_Extract_:
· · · · · · ·

SRI International Network and Resources Center (SRI-Rice), Cornell University, Ithaca, NY, 14853, USA

Cornell International Institute for Food, Agriculture and Development (CIIFAD), Cornell University, Ithaca, NY, 14853, USA

Agriculture & Food Security 2012, 1:18  doi:10.1186/2048-7010-1-18

Published: 1 December 2012


The Green Revolution was accomplished under a set of demographic, economic, climatic and other conditions in the 20th century that have been changing and will surely be different and more difficult in the decades ahead. The suitability and sustainability of any given agricultural technology depends on factors like resource availability and productivity, energy costs, and environmental constraints. The achievements of Green Revolution technologies in the 1960s and 1970s came at a critical time of impending food shortages, and the world’s people would be worse off without them. However, the rate of yield improvement for cereal production has been slowing since the mid-1980s.

Looking ahead at the foreseeable circumstances under which 21st century agricultural producers must try to assure food security, there will be need for technologies that are less dependent on resources that are becoming relatively scarcer, like arable land and water, or becoming relatively more costly, like energy and petrochemical-based inputs. This paper considers agroecologically-based innovations that reduce farmers’ dependence on external inputs, relying more on endogenous processes and existing potentials in plants and soil systems. Such resource-conserving production represents a different approach to meeting food security goals.

· · · · · · ·

_Record set_:
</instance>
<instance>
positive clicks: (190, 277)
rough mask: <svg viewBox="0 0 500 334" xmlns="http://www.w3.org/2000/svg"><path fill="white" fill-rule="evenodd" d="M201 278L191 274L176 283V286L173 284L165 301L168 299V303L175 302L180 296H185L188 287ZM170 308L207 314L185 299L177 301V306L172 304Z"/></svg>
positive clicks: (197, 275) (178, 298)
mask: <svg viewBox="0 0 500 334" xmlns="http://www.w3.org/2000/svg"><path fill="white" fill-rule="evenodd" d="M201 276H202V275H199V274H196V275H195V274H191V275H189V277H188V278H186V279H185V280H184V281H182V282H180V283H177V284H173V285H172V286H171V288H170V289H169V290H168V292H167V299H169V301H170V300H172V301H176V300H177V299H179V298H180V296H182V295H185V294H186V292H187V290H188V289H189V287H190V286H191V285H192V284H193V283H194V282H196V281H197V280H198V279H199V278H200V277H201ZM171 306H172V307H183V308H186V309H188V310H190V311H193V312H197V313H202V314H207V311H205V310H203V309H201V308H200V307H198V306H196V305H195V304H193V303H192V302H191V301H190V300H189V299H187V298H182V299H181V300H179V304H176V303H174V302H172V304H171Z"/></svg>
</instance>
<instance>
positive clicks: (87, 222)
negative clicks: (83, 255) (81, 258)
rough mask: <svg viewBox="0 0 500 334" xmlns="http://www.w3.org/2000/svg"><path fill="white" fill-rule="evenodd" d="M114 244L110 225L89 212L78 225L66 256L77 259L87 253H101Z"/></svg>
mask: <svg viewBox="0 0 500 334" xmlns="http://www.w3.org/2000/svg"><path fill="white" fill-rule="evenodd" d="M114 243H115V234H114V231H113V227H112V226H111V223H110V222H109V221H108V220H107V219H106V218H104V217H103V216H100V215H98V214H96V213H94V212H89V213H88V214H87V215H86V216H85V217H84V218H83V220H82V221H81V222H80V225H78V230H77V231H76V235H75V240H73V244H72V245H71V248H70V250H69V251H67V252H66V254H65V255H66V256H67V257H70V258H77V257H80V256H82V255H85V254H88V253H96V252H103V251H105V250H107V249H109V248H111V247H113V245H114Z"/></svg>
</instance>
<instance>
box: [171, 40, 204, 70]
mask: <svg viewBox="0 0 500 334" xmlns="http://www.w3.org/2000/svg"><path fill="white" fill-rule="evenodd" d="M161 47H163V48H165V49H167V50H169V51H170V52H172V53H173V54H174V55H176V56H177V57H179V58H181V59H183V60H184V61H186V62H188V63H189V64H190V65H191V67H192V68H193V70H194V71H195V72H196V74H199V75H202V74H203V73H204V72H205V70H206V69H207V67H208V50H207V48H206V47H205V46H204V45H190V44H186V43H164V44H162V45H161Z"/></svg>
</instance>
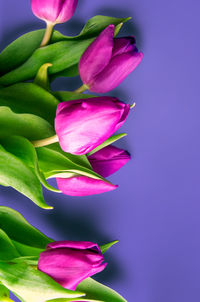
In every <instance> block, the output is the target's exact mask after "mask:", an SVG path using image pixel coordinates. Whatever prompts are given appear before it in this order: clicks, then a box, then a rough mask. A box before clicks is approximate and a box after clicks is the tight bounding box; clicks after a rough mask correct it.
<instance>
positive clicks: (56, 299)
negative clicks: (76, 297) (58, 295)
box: [47, 298, 103, 302]
mask: <svg viewBox="0 0 200 302" xmlns="http://www.w3.org/2000/svg"><path fill="white" fill-rule="evenodd" d="M72 301H78V302H82V301H85V302H103V301H100V300H94V299H88V298H87V299H84V298H74V299H63V298H61V299H53V300H48V301H47V302H72Z"/></svg>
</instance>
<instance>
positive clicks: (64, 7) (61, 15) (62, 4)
mask: <svg viewBox="0 0 200 302" xmlns="http://www.w3.org/2000/svg"><path fill="white" fill-rule="evenodd" d="M61 2H63V3H62V7H61V9H60V14H59V16H58V18H57V20H56V23H63V22H66V21H68V20H69V19H71V17H72V16H73V14H74V12H75V10H76V6H77V3H78V0H64V1H61Z"/></svg>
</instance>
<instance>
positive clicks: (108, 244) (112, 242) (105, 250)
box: [100, 240, 119, 254]
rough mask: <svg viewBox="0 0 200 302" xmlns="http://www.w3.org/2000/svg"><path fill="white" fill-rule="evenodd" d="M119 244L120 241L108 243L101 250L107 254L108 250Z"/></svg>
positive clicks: (109, 242)
mask: <svg viewBox="0 0 200 302" xmlns="http://www.w3.org/2000/svg"><path fill="white" fill-rule="evenodd" d="M118 242H119V241H118V240H115V241H112V242H109V243H106V244H104V245H101V246H100V249H101V252H102V254H104V253H105V252H107V250H109V249H110V248H111V247H112V246H113V245H114V244H116V243H118Z"/></svg>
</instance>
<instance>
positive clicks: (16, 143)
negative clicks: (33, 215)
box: [0, 136, 52, 209]
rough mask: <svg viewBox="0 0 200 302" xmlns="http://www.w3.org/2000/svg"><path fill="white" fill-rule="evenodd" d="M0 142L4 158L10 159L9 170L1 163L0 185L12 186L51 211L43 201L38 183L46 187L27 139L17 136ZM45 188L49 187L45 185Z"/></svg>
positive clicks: (33, 152)
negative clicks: (4, 157)
mask: <svg viewBox="0 0 200 302" xmlns="http://www.w3.org/2000/svg"><path fill="white" fill-rule="evenodd" d="M0 142H1V145H2V146H3V148H4V150H5V152H3V154H4V157H5V156H7V157H8V158H9V159H10V162H9V169H7V166H8V165H7V163H6V162H5V163H3V161H2V164H1V166H0V171H1V176H0V183H1V184H2V185H10V186H12V187H13V188H14V189H16V190H18V191H19V192H21V193H22V194H24V195H25V196H27V197H28V198H30V199H31V200H32V201H33V202H35V203H36V204H37V205H38V206H40V207H42V208H46V209H52V207H50V206H48V205H47V204H46V203H45V201H44V199H43V194H42V188H41V184H40V181H42V183H43V184H44V185H46V180H45V178H44V177H43V175H42V173H41V172H40V170H39V167H38V162H37V154H36V152H35V149H34V147H33V145H32V144H31V143H30V142H29V141H28V140H27V139H25V138H23V137H17V136H16V137H15V136H10V137H8V138H4V139H1V141H0ZM21 168H22V169H23V170H22V171H21V170H20V169H21ZM18 174H20V176H18ZM29 183H30V185H29ZM47 187H51V186H50V185H49V184H47Z"/></svg>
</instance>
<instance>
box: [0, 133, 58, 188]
mask: <svg viewBox="0 0 200 302" xmlns="http://www.w3.org/2000/svg"><path fill="white" fill-rule="evenodd" d="M1 143H2V145H3V147H4V148H5V149H6V151H8V152H10V153H12V154H13V155H15V156H16V157H17V158H19V159H21V160H22V161H23V162H24V163H25V164H26V165H27V166H29V167H30V168H31V169H32V171H33V173H35V175H36V176H37V177H38V179H39V180H40V182H41V183H42V184H43V186H45V187H46V188H47V189H49V190H51V191H54V192H57V193H60V191H59V190H57V189H55V188H53V187H52V186H51V185H50V184H48V182H47V181H46V179H45V177H44V174H43V173H42V172H41V171H40V169H39V166H38V158H37V153H36V151H35V148H34V147H33V145H32V144H31V143H30V142H29V141H28V140H27V139H25V138H23V137H19V136H10V137H8V138H4V139H3V140H1Z"/></svg>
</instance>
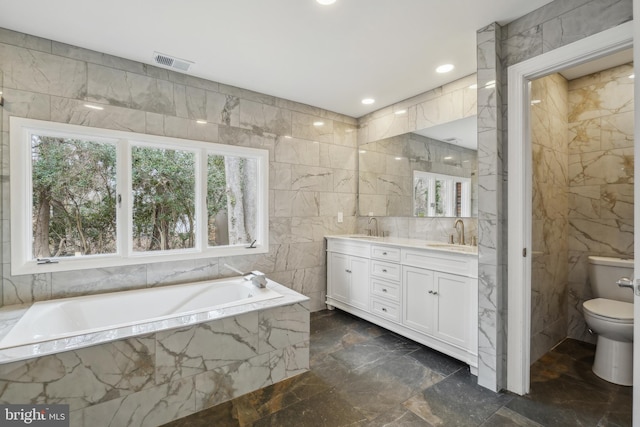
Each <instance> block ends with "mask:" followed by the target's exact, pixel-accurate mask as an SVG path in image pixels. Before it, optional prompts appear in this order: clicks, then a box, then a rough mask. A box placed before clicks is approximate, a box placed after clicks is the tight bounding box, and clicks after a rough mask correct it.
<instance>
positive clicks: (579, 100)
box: [568, 64, 635, 342]
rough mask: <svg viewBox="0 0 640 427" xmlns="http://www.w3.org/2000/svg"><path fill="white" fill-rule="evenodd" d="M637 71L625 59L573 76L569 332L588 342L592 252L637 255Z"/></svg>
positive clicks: (622, 254)
mask: <svg viewBox="0 0 640 427" xmlns="http://www.w3.org/2000/svg"><path fill="white" fill-rule="evenodd" d="M631 74H633V64H625V65H621V66H619V67H614V68H611V69H608V70H604V71H601V72H598V73H595V74H591V75H588V76H585V77H581V78H579V79H576V80H572V81H570V82H569V98H568V102H569V142H568V151H569V162H568V163H569V164H568V174H569V182H568V184H569V233H568V234H569V240H568V242H569V331H568V335H569V336H570V337H572V338H577V339H581V340H584V341H588V342H595V337H594V336H593V335H592V334H589V333H588V330H587V325H586V323H585V321H584V316H583V315H582V310H581V308H582V303H583V302H584V301H586V300H589V299H591V298H592V297H593V296H592V293H591V288H590V286H589V283H588V279H587V273H586V272H587V258H588V256H589V255H598V256H610V257H616V258H633V257H634V251H633V241H634V228H635V227H634V221H633V205H634V200H633V185H634V175H633V164H634V155H633V138H634V132H633V130H634V129H633V126H634V123H633V111H634V102H633V84H634V80H633V79H630V78H629V75H631Z"/></svg>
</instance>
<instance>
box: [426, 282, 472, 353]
mask: <svg viewBox="0 0 640 427" xmlns="http://www.w3.org/2000/svg"><path fill="white" fill-rule="evenodd" d="M469 280H470V279H469V278H467V277H463V276H456V275H454V274H447V273H439V272H436V273H434V295H435V296H436V298H435V300H436V301H437V304H436V307H435V313H434V325H433V328H434V330H433V333H434V335H436V336H438V337H439V338H441V339H443V340H445V341H447V342H449V343H451V344H456V345H460V346H463V347H466V346H467V341H468V337H469V334H470V331H469V330H468V329H469V316H470V315H472V314H474V315H475V314H476V313H470V312H469V310H470V304H469V302H470V292H471V286H470V283H469Z"/></svg>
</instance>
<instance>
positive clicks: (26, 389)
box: [0, 286, 309, 427]
mask: <svg viewBox="0 0 640 427" xmlns="http://www.w3.org/2000/svg"><path fill="white" fill-rule="evenodd" d="M279 290H280V291H282V292H287V291H288V292H289V293H290V294H289V299H288V302H287V303H286V305H279V304H277V303H276V305H274V306H265V307H255V306H254V305H253V304H250V305H249V307H247V306H245V307H244V311H242V310H241V309H240V307H233V310H231V311H226V312H225V314H224V315H220V316H219V317H216V318H213V319H208V320H205V321H201V322H200V323H189V322H188V321H187V319H184V320H185V321H184V322H183V323H182V324H180V325H177V324H176V325H171V326H169V327H167V325H164V327H159V328H157V329H153V328H149V329H144V328H143V330H140V331H138V334H137V336H132V337H129V338H124V339H118V340H117V341H113V337H111V339H107V340H103V341H95V342H91V343H90V344H91V345H90V346H88V347H84V348H80V347H79V346H77V347H74V349H72V350H69V349H64V350H66V351H62V352H59V353H57V354H51V355H45V356H39V357H33V358H32V359H29V360H24V361H17V362H11V363H5V364H2V365H0V366H1V367H2V369H0V402H2V403H23V402H33V403H43V404H48V403H66V404H69V405H70V410H71V413H70V418H71V425H92V426H136V427H137V426H157V425H160V424H163V423H166V422H169V421H171V420H174V419H177V418H180V417H184V416H186V415H189V414H192V413H194V412H196V411H199V410H202V409H205V408H207V407H210V406H214V405H217V404H220V403H222V402H225V401H227V400H229V399H232V398H235V397H238V396H240V395H243V394H245V393H249V392H251V391H254V390H257V389H260V388H263V387H266V386H269V385H272V384H275V383H277V382H279V381H281V380H283V379H285V378H288V377H292V376H295V375H298V374H300V373H303V372H305V371H307V370H308V367H309V306H308V298H306V297H303V296H300V295H298V298H297V300H296V299H295V297H294V295H293V294H294V293H293V291H291V290H288V289H287V288H285V287H284V286H280V289H279ZM284 298H287V296H285V297H284ZM281 300H282V299H281ZM274 301H276V300H274ZM280 302H282V301H280ZM264 303H265V304H266V303H267V301H265V302H264ZM156 326H160V325H156ZM103 338H104V337H103Z"/></svg>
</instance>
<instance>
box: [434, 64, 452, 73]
mask: <svg viewBox="0 0 640 427" xmlns="http://www.w3.org/2000/svg"><path fill="white" fill-rule="evenodd" d="M454 68H455V67H454V66H453V64H444V65H441V66H439V67H438V68H436V73H441V74H442V73H448V72H449V71H451V70H453V69H454Z"/></svg>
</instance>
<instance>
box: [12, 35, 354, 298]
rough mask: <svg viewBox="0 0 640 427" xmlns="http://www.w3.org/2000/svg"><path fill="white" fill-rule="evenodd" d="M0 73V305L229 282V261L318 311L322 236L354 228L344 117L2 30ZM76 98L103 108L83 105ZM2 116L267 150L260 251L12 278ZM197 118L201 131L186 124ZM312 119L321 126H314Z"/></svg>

· · · · · · ·

Update the passage on the Green Revolution, starting at "Agriculture & Food" and ending at "since the mid-1980s.", so that "20th century" becomes "twentieth century".

_The answer_:
Agriculture & Food Security 2012, 1:18  doi:10.1186/2048-7010-1-18

Published: 1 December 2012


The Green Revolution was accomplished under a set of demographic, economic, climatic and other conditions in the twentieth century that have been changing and will surely be different and more difficult in the decades ahead. The suitability and sustainability of any given agricultural technology depends on factors like resource availability and productivity, energy costs, and environmental constraints. The achievements of Green Revolution technologies in the 1960s and 1970s came at a critical time of impending food shortages, and the world’s people would be worse off without them. However, the rate of yield improvement for cereal production has been slowing since the mid-1980s.